| Directive |
In each of the entries, switch "query" to "label" and write the lines out again with nothing else changed. Leave the pictures out.

[Records]
====

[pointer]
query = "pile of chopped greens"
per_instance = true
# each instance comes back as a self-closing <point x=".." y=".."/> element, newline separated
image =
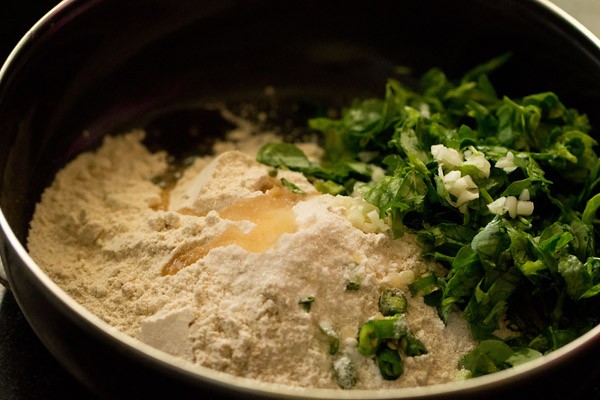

====

| Result of the task |
[pointer]
label = "pile of chopped greens"
per_instance = true
# each instance comes back as a self-closing <point x=".." y=".."/> element, newline separated
image =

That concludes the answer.